WHAT TO DO: Omit the pictures while printing every entry below exactly as given.
· · · · ·
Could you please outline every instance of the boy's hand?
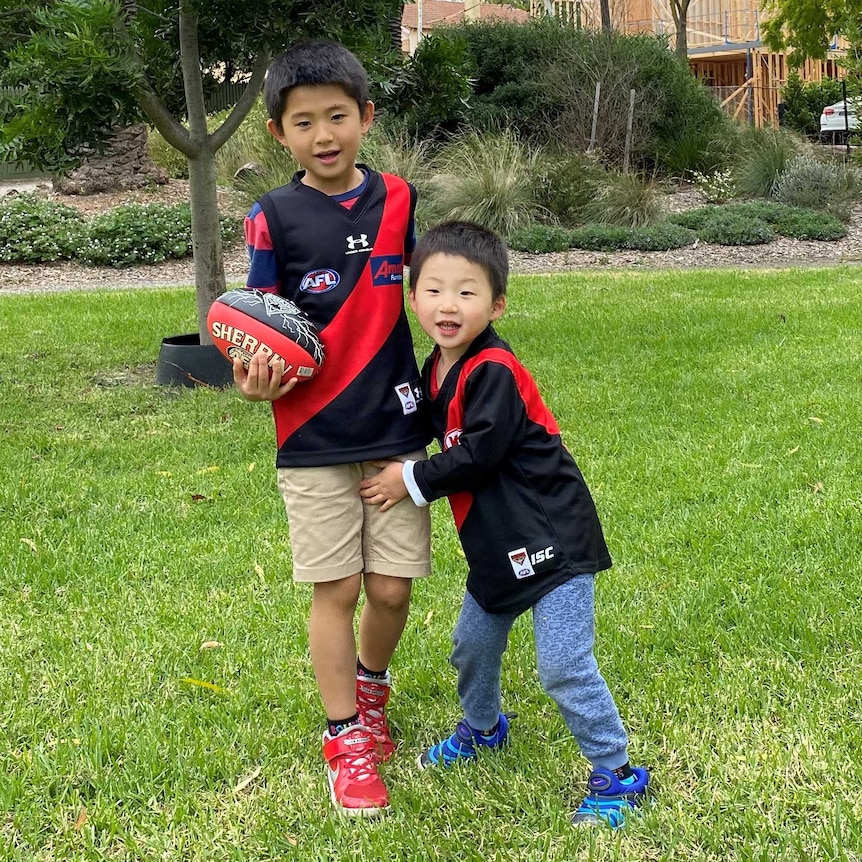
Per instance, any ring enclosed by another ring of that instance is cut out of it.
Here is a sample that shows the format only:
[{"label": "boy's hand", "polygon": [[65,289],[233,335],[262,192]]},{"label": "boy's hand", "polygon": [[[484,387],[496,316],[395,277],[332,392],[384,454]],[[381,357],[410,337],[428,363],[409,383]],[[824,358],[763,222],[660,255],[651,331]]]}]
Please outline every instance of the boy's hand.
[{"label": "boy's hand", "polygon": [[363,479],[359,483],[359,495],[366,503],[380,506],[380,511],[391,509],[407,496],[407,486],[401,477],[404,466],[400,461],[375,461],[375,467],[382,468],[376,476]]},{"label": "boy's hand", "polygon": [[291,377],[287,383],[281,383],[284,360],[277,359],[270,374],[267,359],[265,353],[258,351],[249,360],[247,371],[243,367],[242,359],[233,361],[233,382],[247,401],[277,401],[299,383],[298,377]]}]

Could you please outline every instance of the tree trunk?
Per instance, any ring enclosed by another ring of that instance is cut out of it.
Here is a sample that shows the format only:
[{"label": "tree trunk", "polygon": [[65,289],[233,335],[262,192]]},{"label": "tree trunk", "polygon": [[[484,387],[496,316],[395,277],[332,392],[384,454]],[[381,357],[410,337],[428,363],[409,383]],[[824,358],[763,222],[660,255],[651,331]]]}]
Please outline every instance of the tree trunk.
[{"label": "tree trunk", "polygon": [[671,15],[676,27],[676,55],[688,64],[688,7],[690,0],[671,3]]},{"label": "tree trunk", "polygon": [[215,153],[208,147],[189,159],[189,196],[192,209],[192,253],[195,259],[195,300],[201,344],[211,344],[207,312],[225,291],[216,186]]},{"label": "tree trunk", "polygon": [[602,13],[602,30],[605,33],[610,33],[612,28],[611,25],[611,2],[610,0],[599,0],[599,8]]},{"label": "tree trunk", "polygon": [[54,179],[54,191],[62,195],[95,195],[125,192],[164,184],[168,175],[150,158],[147,127],[139,123],[118,128],[103,152],[87,149],[80,167]]}]

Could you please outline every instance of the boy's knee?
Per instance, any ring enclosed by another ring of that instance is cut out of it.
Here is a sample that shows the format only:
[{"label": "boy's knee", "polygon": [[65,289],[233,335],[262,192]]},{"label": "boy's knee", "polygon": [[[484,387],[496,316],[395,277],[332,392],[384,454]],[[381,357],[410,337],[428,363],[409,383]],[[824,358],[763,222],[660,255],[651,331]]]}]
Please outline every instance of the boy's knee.
[{"label": "boy's knee", "polygon": [[412,581],[387,575],[365,575],[365,597],[378,610],[403,611],[410,605]]},{"label": "boy's knee", "polygon": [[319,608],[326,607],[352,613],[359,601],[360,585],[359,575],[316,583],[312,603]]}]

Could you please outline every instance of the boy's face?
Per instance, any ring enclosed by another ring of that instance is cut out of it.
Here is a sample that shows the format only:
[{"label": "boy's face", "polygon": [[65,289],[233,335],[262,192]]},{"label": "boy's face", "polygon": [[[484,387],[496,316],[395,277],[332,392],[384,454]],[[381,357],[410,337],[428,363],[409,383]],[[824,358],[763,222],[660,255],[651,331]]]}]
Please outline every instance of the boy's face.
[{"label": "boy's face", "polygon": [[492,298],[485,270],[465,257],[432,254],[410,289],[410,307],[419,325],[448,362],[460,359],[485,327],[506,308],[506,297]]},{"label": "boy's face", "polygon": [[374,105],[359,106],[337,84],[294,87],[281,115],[281,131],[267,120],[270,134],[305,168],[303,182],[328,195],[349,192],[357,179],[356,154],[371,126]]}]

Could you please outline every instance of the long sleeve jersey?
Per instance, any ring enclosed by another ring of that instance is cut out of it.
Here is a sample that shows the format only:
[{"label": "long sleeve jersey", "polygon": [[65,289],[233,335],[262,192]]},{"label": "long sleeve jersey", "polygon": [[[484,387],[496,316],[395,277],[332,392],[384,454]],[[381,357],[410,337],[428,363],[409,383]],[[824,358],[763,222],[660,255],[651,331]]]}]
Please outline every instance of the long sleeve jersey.
[{"label": "long sleeve jersey", "polygon": [[473,598],[519,613],[569,578],[609,568],[581,471],[509,345],[489,326],[434,394],[438,356],[422,376],[442,451],[404,476],[417,503],[449,498]]}]

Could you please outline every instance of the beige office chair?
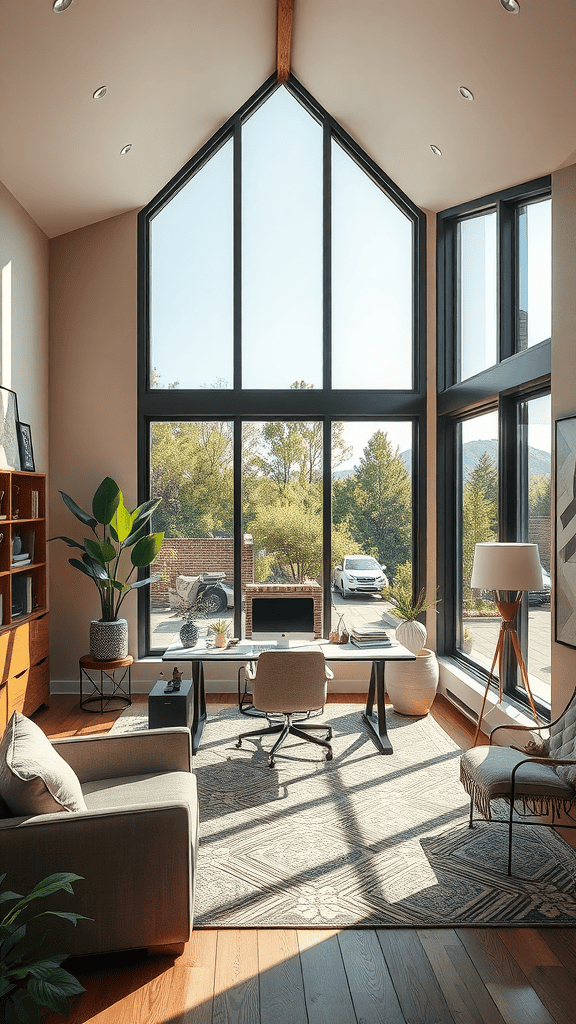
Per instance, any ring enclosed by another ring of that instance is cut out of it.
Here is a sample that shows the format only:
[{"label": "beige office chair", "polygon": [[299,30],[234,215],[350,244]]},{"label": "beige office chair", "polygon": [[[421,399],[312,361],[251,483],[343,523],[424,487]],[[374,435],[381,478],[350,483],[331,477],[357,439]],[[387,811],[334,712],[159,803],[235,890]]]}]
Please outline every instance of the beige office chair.
[{"label": "beige office chair", "polygon": [[[242,740],[251,736],[272,736],[279,733],[276,743],[268,755],[268,766],[274,767],[274,754],[288,736],[298,736],[309,743],[317,743],[326,750],[326,760],[332,760],[332,729],[328,725],[312,725],[303,721],[294,722],[294,715],[316,711],[326,703],[327,680],[333,679],[322,651],[264,651],[256,663],[255,670],[245,668],[246,677],[252,685],[252,703],[268,719],[263,729],[243,732],[238,737],[237,747]],[[280,722],[274,717],[281,716]],[[313,736],[314,732],[326,733],[326,739]]]}]

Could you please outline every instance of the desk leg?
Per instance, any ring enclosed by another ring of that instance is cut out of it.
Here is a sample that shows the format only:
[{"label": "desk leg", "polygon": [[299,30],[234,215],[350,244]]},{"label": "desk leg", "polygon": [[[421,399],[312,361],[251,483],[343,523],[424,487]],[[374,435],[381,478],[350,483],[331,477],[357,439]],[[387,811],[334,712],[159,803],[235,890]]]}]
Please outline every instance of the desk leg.
[{"label": "desk leg", "polygon": [[[368,687],[368,699],[366,710],[362,719],[369,727],[372,739],[374,740],[381,754],[392,754],[392,744],[386,732],[386,697],[384,688],[384,661],[373,661],[372,672],[370,673],[370,686]],[[376,716],[374,715],[374,697],[376,697]]]},{"label": "desk leg", "polygon": [[206,690],[204,687],[204,663],[192,662],[192,682],[194,684],[194,717],[192,719],[192,753],[200,746],[202,733],[206,724]]}]

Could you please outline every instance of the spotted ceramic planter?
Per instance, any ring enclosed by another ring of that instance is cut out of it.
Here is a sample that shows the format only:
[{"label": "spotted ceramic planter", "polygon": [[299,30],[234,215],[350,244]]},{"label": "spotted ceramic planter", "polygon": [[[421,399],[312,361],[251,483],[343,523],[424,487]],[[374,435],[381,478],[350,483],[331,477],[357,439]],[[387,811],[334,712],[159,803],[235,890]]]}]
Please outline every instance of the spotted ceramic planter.
[{"label": "spotted ceramic planter", "polygon": [[119,661],[128,657],[128,623],[126,619],[90,623],[90,657],[95,661]]}]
· · · · ·
TASK SOLUTION:
Could you please outline every instance of the boy's hand?
Per instance, any ring enclosed by another ring of that instance is cut out of it.
Here is a sample that shows the format only:
[{"label": "boy's hand", "polygon": [[65,289],[233,335],[262,192]]},{"label": "boy's hand", "polygon": [[[484,387],[496,316],[395,277],[332,392],[384,454]],[[381,357],[410,337],[428,363],[409,383]],[[824,358],[763,222],[660,255],[651,331]]]}]
Please outline every instance of the boy's hand.
[{"label": "boy's hand", "polygon": [[363,479],[359,483],[359,495],[366,503],[380,506],[380,511],[391,509],[407,496],[407,486],[401,477],[404,466],[400,461],[375,461],[375,467],[382,468],[376,476]]},{"label": "boy's hand", "polygon": [[291,377],[287,383],[281,383],[284,360],[277,359],[270,374],[267,359],[265,353],[258,351],[249,360],[247,371],[243,367],[242,359],[233,361],[233,382],[247,401],[277,401],[299,383],[298,377]]}]

Could you please outline every instance of the tree trunk?
Per instance, any ring enclosed by another ring of that instance is cut out of it.
Here is a sample that shows the format only:
[{"label": "tree trunk", "polygon": [[65,289],[233,335],[262,192]]},{"label": "tree trunk", "polygon": [[[484,387],[496,316],[395,277],[332,392],[384,454]],[[381,357],[410,337],[428,363],[409,383]],[[824,358],[763,222],[660,255],[651,331]]]}]
Please outline every instance of the tree trunk.
[{"label": "tree trunk", "polygon": [[671,15],[676,27],[676,55],[688,64],[688,7],[690,0],[671,3]]},{"label": "tree trunk", "polygon": [[215,153],[208,147],[189,159],[189,196],[192,209],[192,253],[195,259],[195,300],[201,344],[211,344],[207,312],[225,291],[216,186]]},{"label": "tree trunk", "polygon": [[602,13],[602,30],[605,33],[610,33],[612,28],[611,25],[611,2],[610,0],[599,0],[599,8]]},{"label": "tree trunk", "polygon": [[54,179],[54,191],[62,195],[95,195],[125,192],[164,184],[168,175],[150,158],[147,127],[139,123],[118,128],[103,152],[87,149],[80,167]]}]

Could you please outline every instance of the boy's knee?
Per instance, any ring enclosed by another ring of that instance is cut out of it.
Here is a sample that shows the format only:
[{"label": "boy's knee", "polygon": [[65,289],[233,335],[262,192]]},{"label": "boy's knee", "polygon": [[[484,387],[496,316],[395,277],[332,392],[384,454]],[[381,357],[410,337],[428,363],[409,383]],[[824,358],[763,222],[660,255],[651,331]]]}]
Please outline every instance of the boy's knee.
[{"label": "boy's knee", "polygon": [[412,581],[387,575],[365,575],[365,597],[378,610],[403,611],[410,605]]},{"label": "boy's knee", "polygon": [[319,608],[326,607],[352,613],[359,601],[360,585],[359,575],[316,583],[312,603]]}]

Could you please outline every instance of the boy's face?
Per instance, any ring enclosed by another ring of that instance is cut out of it.
Here is a sample that shows the format only:
[{"label": "boy's face", "polygon": [[65,289],[233,335],[262,192]]},{"label": "boy's face", "polygon": [[[484,387],[496,316],[395,277],[332,392],[384,454]],[[381,357],[410,337],[428,363],[409,383]],[[824,358],[763,222],[660,255],[651,331]]]}]
Please outline every instance of the boy's face.
[{"label": "boy's face", "polygon": [[492,298],[485,270],[465,257],[432,254],[410,289],[410,307],[419,325],[448,362],[460,359],[485,327],[506,308],[506,297]]},{"label": "boy's face", "polygon": [[374,105],[359,106],[337,84],[294,87],[281,115],[281,131],[267,120],[270,134],[305,168],[303,182],[328,195],[349,192],[357,179],[356,154],[371,126]]}]

Could you please outline every instance of the long sleeve jersey?
Per instance, any ring enclosed by another ring of that instance is cut out of it.
Here is a sample that shows the format only:
[{"label": "long sleeve jersey", "polygon": [[65,289],[233,335],[262,192]]},{"label": "long sleeve jersey", "polygon": [[[484,387],[496,316],[395,277],[332,392],[384,454]],[[381,357],[410,337],[428,363],[409,383]],[[824,358],[763,222],[660,255],[651,331]]]}]
Please outline every instance of the long sleeve jersey.
[{"label": "long sleeve jersey", "polygon": [[473,598],[519,613],[569,578],[609,568],[581,471],[509,345],[489,326],[434,394],[438,356],[422,376],[442,451],[404,476],[417,503],[449,498]]}]

Could you please outline every instance of the beige office chair?
Per instance, any ring enclosed by another ring of that instance is cut out of it.
Here is a sample that shows the format only:
[{"label": "beige office chair", "polygon": [[299,30],[234,215],[350,244]]},{"label": "beige office chair", "polygon": [[[421,399],[312,361],[251,483],[343,523],[424,487]],[[374,435],[381,478],[350,483],[331,477],[357,439]],[[387,811],[334,712],[159,803],[235,890]]]}]
Please outline every instance of the beige office chair.
[{"label": "beige office chair", "polygon": [[[242,740],[251,736],[272,736],[279,733],[276,743],[268,755],[268,766],[274,767],[274,754],[288,736],[298,736],[309,743],[317,743],[326,750],[326,760],[332,760],[332,729],[328,725],[312,725],[303,721],[294,722],[294,715],[316,711],[326,703],[327,680],[333,679],[322,651],[264,651],[256,663],[255,670],[245,668],[246,677],[252,685],[252,703],[268,719],[263,729],[243,732],[238,737],[237,747]],[[280,722],[274,717],[281,716]],[[313,736],[314,732],[326,733],[326,739]]]}]

Could you please outline every instance of the desk leg?
Per instance, any ring enclosed by another ring of that instance is cut out of it.
Here is a sample that shows the format only:
[{"label": "desk leg", "polygon": [[299,30],[234,215],[350,244]]},{"label": "desk leg", "polygon": [[[421,399],[312,361],[251,483],[343,523],[424,487]],[[374,435],[381,478],[350,483],[331,477],[357,439]],[[387,811],[334,712],[159,803],[235,890]]]}]
Please outline every instance of the desk leg.
[{"label": "desk leg", "polygon": [[[368,687],[368,699],[366,710],[362,719],[369,727],[372,739],[374,740],[381,754],[392,754],[392,744],[386,732],[386,697],[384,688],[384,661],[373,661],[372,672],[370,673],[370,686]],[[376,716],[374,715],[374,697],[376,697]]]},{"label": "desk leg", "polygon": [[206,690],[204,687],[204,663],[192,662],[192,682],[194,684],[194,717],[192,719],[192,753],[200,746],[202,733],[206,724]]}]

Could you please outline every instance of the spotted ceramic planter?
Per instance, any ring enclosed by another ring of that instance is cut out of it.
Here is a sample that shows the format only:
[{"label": "spotted ceramic planter", "polygon": [[299,30],[234,215],[350,244]]},{"label": "spotted ceramic planter", "polygon": [[[421,399],[312,361],[251,483],[343,523],[424,487]],[[374,435],[381,478],[350,483],[331,477],[357,439]],[[387,811],[334,712],[159,803],[235,890]]]}]
Please outline every instance of the spotted ceramic planter.
[{"label": "spotted ceramic planter", "polygon": [[119,661],[128,657],[128,623],[126,619],[90,623],[90,657],[95,661]]}]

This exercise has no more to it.